Exercise materials:
-- -- --
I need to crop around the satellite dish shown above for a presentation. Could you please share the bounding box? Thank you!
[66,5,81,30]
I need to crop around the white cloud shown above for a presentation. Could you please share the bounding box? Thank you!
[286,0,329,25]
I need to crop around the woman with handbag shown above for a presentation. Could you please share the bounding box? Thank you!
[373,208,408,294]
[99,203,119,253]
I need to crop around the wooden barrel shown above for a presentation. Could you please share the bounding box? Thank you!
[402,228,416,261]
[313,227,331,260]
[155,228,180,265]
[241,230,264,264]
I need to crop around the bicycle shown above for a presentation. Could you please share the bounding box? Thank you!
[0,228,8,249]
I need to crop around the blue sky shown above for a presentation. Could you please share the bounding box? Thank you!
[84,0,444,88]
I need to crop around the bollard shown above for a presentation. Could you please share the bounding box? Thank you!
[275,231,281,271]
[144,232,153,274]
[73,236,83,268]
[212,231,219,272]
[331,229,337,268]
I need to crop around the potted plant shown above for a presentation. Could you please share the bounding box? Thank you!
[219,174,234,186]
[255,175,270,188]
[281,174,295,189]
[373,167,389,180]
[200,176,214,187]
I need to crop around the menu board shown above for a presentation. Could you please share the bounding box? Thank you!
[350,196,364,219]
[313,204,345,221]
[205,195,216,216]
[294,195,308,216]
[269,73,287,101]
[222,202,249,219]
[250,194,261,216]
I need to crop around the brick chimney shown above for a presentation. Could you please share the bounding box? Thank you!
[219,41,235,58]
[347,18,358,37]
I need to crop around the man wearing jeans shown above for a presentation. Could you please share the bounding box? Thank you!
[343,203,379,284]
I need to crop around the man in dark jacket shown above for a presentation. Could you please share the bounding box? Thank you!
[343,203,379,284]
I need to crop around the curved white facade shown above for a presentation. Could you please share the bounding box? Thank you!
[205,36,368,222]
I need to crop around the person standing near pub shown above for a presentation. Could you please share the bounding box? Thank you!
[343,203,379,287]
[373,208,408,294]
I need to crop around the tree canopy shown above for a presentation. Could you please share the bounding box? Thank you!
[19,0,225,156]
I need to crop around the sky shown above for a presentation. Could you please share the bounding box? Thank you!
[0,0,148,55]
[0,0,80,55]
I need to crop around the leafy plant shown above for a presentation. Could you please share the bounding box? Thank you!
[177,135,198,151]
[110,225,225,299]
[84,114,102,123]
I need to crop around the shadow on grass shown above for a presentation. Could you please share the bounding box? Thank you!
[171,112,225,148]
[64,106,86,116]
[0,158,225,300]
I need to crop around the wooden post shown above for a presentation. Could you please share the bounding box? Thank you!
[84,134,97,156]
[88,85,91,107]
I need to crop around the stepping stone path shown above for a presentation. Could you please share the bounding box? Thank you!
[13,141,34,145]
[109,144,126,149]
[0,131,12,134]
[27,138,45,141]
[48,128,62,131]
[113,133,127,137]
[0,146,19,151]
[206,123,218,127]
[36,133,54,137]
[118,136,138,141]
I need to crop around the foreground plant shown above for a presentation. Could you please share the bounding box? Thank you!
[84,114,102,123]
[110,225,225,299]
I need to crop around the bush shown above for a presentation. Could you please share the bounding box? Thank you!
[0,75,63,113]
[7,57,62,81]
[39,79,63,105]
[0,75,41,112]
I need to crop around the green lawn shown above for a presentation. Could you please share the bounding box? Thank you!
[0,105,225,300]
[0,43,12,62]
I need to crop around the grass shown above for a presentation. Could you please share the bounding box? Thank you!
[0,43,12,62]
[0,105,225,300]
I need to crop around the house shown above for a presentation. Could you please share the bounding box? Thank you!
-- -- --
Exercise instructions:
Please reproduce the listing above word for word, every line from first to last, with nothing added, dropped, or changed.

Exercise solution:
I need to crop around the satellite dish shown above for a presentation. Could you please share the bounding box? Thank you!
[66,5,81,30]
I need to crop around the white cloud shown above for a presentation. Could you please share the bounding box? Thank you!
[286,0,329,25]
I need to crop around the woman with handbag shown above for a presentation. Could you please share the bounding box? Thank you!
[373,208,408,294]
[99,203,119,253]
I need to crop around the wooden barrel shown above for a presentation. Could you please share the bounding box? Thank you!
[402,228,416,261]
[313,227,331,260]
[155,228,180,265]
[241,230,264,264]
I need to crop around the bicycle shown above for a presentation. Could you please share the bounding box? Thank you!
[0,228,8,249]
I need to crop around the blue sky shown above for a presentation. Could you please share the bounding box? Thank you!
[84,0,444,88]
I need to crop around the bollard shown above for a presentation. Could you please share the bounding box? Thank you!
[275,231,281,271]
[144,232,153,274]
[73,236,83,268]
[212,231,219,272]
[331,229,337,268]
I need to crop around the potted plant shown above for a presentation. Could you please share the bounding box? Thank you!
[219,174,234,186]
[255,175,270,188]
[281,174,295,189]
[373,167,389,180]
[200,176,214,187]
I need to crop around the menu board shown above for a presentation. Could you please share the bounding box? Thank you!
[350,196,364,219]
[313,204,345,221]
[205,195,216,216]
[294,195,308,216]
[269,73,287,101]
[222,202,249,219]
[250,194,261,216]
I need to crop around the brick chimney shown above for a presentation. Could you please share the bounding box? Thank you!
[219,41,235,58]
[347,18,358,37]
I need to crop around the man wearing jeans shown above for a presentation. Could you please share the bounding box? Thank you!
[343,203,379,284]
I need to crop around the man in dark jacket shown above for a presentation. Could you please share the bounding box? Thank you!
[343,203,379,284]
I need to crop around the curved white facade shown above for a presentation. Could you please share the bounding box? Thank you!
[205,36,368,222]
I need to crop around the person standing near pub shown above for a presentation. Could you please share the bounding box? Thank you!
[343,203,379,287]
[373,208,408,294]
I need to crop around the tree canopy shown above for a presentation. Could you please share the bounding box? Thank you!
[19,0,225,156]
I need to crop around the sky shown above for a presentation. Could you please share the bounding box? Thank you!
[0,0,148,55]
[0,0,80,55]
I need to crop around the leafy plant shown above for a presentation. Could you please share the bounding box? Thank you!
[177,135,198,151]
[110,225,225,299]
[84,114,102,123]
I need to crop around the shadow on grass shown above for a presentation. Could you please share the bounding box? Thank you!
[171,112,225,148]
[64,106,86,116]
[0,158,225,300]
I need to crop around the wooden post shown above for a presentation. Could you please share the bounding box? Thank you!
[84,134,97,156]
[88,85,91,107]
I need to crop around the stepping stone path shown above for a presentation. Could you please share the bounding box? Thank you!
[13,141,34,145]
[109,144,126,149]
[0,131,12,134]
[27,138,45,141]
[48,128,62,131]
[113,133,127,137]
[0,146,19,151]
[206,123,218,127]
[36,133,54,137]
[118,136,138,141]
I need to crop around the foreground plant shown above for a presentation. Could you please share the bounding box? Thank you!
[84,114,102,123]
[110,225,225,299]
I need to crop around the bush shown above for a presentation. Could you please share the bounding box? Thank you!
[0,75,63,113]
[7,57,62,81]
[39,79,63,105]
[0,75,41,112]
I need to crop around the green lawn shown above for a presentation. Could you please share the bounding box? Thank you!
[0,105,225,300]
[0,43,12,62]
I need to crop around the grass shown above for a presentation. Could you please share the bounding box? Thank you!
[0,43,12,62]
[0,105,225,300]
I need to crop around the house shown above for a presentation. Could you please share the bounding box? Thank you!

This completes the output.